+++ EXCERPTED TEXT

Post independence America was a place of economic crisis for the farmers, workers, and small tradesmen who had been the bulwark of the revolutionary struggle. Montarization of economic exchange in villages and towns where a large amount of the exchange had been based on barter, a massive inflation, and a growth of the power of the banks and other money lenders spread like a plague, particularly in the Northern States, especially New England. Farmers were losing their land; tradesmen were losing their shops; goods not made on the farms and villages became too expensive for many working people and farmers.

The power of the state governments, squarely in the hands of the merchants and planters, stood behind the seizure of the lands of farmers who could no longer pay the banks and merchants. Farmers and small tradesmen rose against this. Desperate farmers and their supporters shut down courts that met to authorize confiscation of farms. With no Bill of Rights, in Massachusetts set up kangaroo courts made up of merchants and bankers that made no attempt to be fair to the farmers. Newspapers and speakers who criticized the state government and the banks and big merchants were charged with treason.

Full-scale civil war broke out in Massachusetts, with the plebian rebels coming close--it is said only prevented by the delay of one detachment by a snowstorm--to seizing the national arsenal in Springfield. It was these threats to property that threatened the power of the wealthy and the order that had been established after the revolution. This is why the constitutional convention gathered, not some abstract interest in more ethereal and philosophical forms of government.

Whatever is said about divine motivations, the constitutional convention which gathered the wealthy and powerful, would have had to have been a bunch of insane dreamers, not to have had the interests of their wealth and power first in their minds in this situation. This Beard shows with abundant documentation.

Beard documents that this was by and large a gathering of the wealthy men of the country who had profited from the revolution and who had profited by the economic disaster farmers and tradesmen faced by buying up certificates for land in compensation for services to the revolution, many farmers and tradesmen had to sell in order to keep their own land. Beard indicates that the concern for a secure state that could safeguard these interests was the dominant question for constitutional convention. He also notes that the few delegates who were sympathetic to the popular struggle opposed the constitution. Others among the leaders of the American Revolution who opposed this trend stayed away.

Beard's book has been pilloried because it challenges the public myth about the constitution and the government that is needed to maintain the continued rule of the wealthy and powerful

The constitutional convention did not write a democratic constitution. There is no provision for national elections. There are only provisions for the state legislatures to select electors that would meet to select the president in what the constitutional convention thought would be another gathering of the wealthy and powerful.

++++++
+++ ENTRIES SUPPLIED

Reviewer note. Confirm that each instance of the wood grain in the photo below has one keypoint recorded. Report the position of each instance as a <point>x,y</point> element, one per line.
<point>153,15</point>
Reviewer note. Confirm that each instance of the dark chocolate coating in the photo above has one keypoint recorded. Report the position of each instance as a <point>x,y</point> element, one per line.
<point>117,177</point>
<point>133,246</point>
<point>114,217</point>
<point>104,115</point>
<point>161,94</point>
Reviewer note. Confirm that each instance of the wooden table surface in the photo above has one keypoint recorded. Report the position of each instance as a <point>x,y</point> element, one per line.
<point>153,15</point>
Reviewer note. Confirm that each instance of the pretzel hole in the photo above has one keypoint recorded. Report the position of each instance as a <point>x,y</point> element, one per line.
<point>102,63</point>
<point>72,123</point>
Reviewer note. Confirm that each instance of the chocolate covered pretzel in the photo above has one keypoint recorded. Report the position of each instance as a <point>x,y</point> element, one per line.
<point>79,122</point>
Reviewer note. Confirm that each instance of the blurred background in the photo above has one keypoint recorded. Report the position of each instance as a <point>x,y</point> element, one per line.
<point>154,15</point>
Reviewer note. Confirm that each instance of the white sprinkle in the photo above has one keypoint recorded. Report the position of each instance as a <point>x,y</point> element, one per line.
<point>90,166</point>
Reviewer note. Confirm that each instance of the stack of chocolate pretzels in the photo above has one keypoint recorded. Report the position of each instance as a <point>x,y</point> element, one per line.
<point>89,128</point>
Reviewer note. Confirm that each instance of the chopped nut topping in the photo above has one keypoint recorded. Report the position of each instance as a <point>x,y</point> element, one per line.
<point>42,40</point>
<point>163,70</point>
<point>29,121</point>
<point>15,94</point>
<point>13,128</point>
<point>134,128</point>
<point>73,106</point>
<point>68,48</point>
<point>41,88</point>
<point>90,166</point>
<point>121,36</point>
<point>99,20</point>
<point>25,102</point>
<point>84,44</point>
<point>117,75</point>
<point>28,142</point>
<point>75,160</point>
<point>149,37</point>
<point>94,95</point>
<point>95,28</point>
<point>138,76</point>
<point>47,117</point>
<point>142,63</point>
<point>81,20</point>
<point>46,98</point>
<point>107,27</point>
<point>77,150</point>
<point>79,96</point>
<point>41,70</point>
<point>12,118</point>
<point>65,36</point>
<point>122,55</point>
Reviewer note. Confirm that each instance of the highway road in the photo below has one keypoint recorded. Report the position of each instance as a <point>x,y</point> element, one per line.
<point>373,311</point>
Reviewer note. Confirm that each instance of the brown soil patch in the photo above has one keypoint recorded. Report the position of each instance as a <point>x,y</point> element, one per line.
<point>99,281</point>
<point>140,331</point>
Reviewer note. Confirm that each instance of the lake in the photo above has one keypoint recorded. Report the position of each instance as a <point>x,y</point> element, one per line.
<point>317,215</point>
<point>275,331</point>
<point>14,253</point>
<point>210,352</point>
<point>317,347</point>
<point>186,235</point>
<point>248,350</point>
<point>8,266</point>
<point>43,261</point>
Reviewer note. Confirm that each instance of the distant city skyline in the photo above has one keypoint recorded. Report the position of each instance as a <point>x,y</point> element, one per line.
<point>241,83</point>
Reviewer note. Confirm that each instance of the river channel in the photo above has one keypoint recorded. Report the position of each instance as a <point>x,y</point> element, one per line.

++++++

REQUIREMENTS:
a - Decide whether each statement below agrees with the passage on the constitutional convention, answering yes or no and quoting the words that settle it: (i) Rebels in Massachusetts seized the national arsenal in Springfield. (ii) The few delegates sympathetic to the popular struggle opposed the constitution. (iii) The constitution provides for national elections.
b - Write the next part of the passage on the constitutional convention, picking up after its final sentence.

THE ANSWERS:
a -
(i) No: "coming close--it is said only prevented by the delay of one detachment by a snowstorm--to seizing the national arsenal in Springfield"
(ii) Yes: "the few delegates who were sympathetic to the popular struggle opposed the constitution"
(iii) No: "There is no provision for national elections."

b -
The Bill of Rights was not part of the constitution they wrote or proposed. This was not an oversight, but because the authors of the constitution did not support these rights or democracy as it is understood today. As I mentioned above, in Massachusetts rather than a "jury of their peers," farmer rebels were tried by juries packed with merchants and bankers; rebels in Western farming communities like Springfield and Pittsfield were tried by juries from Boston. In states like Connecticut and Massachusetts, the Congregationalist church was an established church and membership in it was required to vote. Writers and speakers could be charged with treason for attacking the state governments.

Most people in the United States opposed the constitution that came out of the Philadelphia convention. Many cited as "founders" opposed it. The bill of rights was proposed as a compromise addition to safeguard the rights of the popular majority. Without it, the constitution would not have passed.

Even so, many provisions of the Bill of Rights were not actively enforced, some until the 20th Century. The establishment of religion continued in Connecticut and Massachusetts as states until 1820s and 1830s, and establishment of the Congregational churches by town government continued in many areas of New England until the late 19th and in a few places the early 20th century!!! Massachusetts's courts still charged and convicted newspapers for blasphemy in the 1840s.

Popular voting without property, religious, or other qualifications was not me insured in this constitution. This came only with the amendments others that followed the Civil War, which Beard famously termed The Second American Revolution.

Beard tells the real story here. For that, he was pilloried. Similarly, during and after WWII he documented, using congressional hearing testimony for the most part, how Roosevelt took the US into the Second World War. Again he was pilloried with new attacks generated against this book, even though this was written decades before.

We are lucky for a man like Beard who wasn't afraid to tell the truth, even when the truth clashed with myths that are propagated in the interests of the billionaires who run this society.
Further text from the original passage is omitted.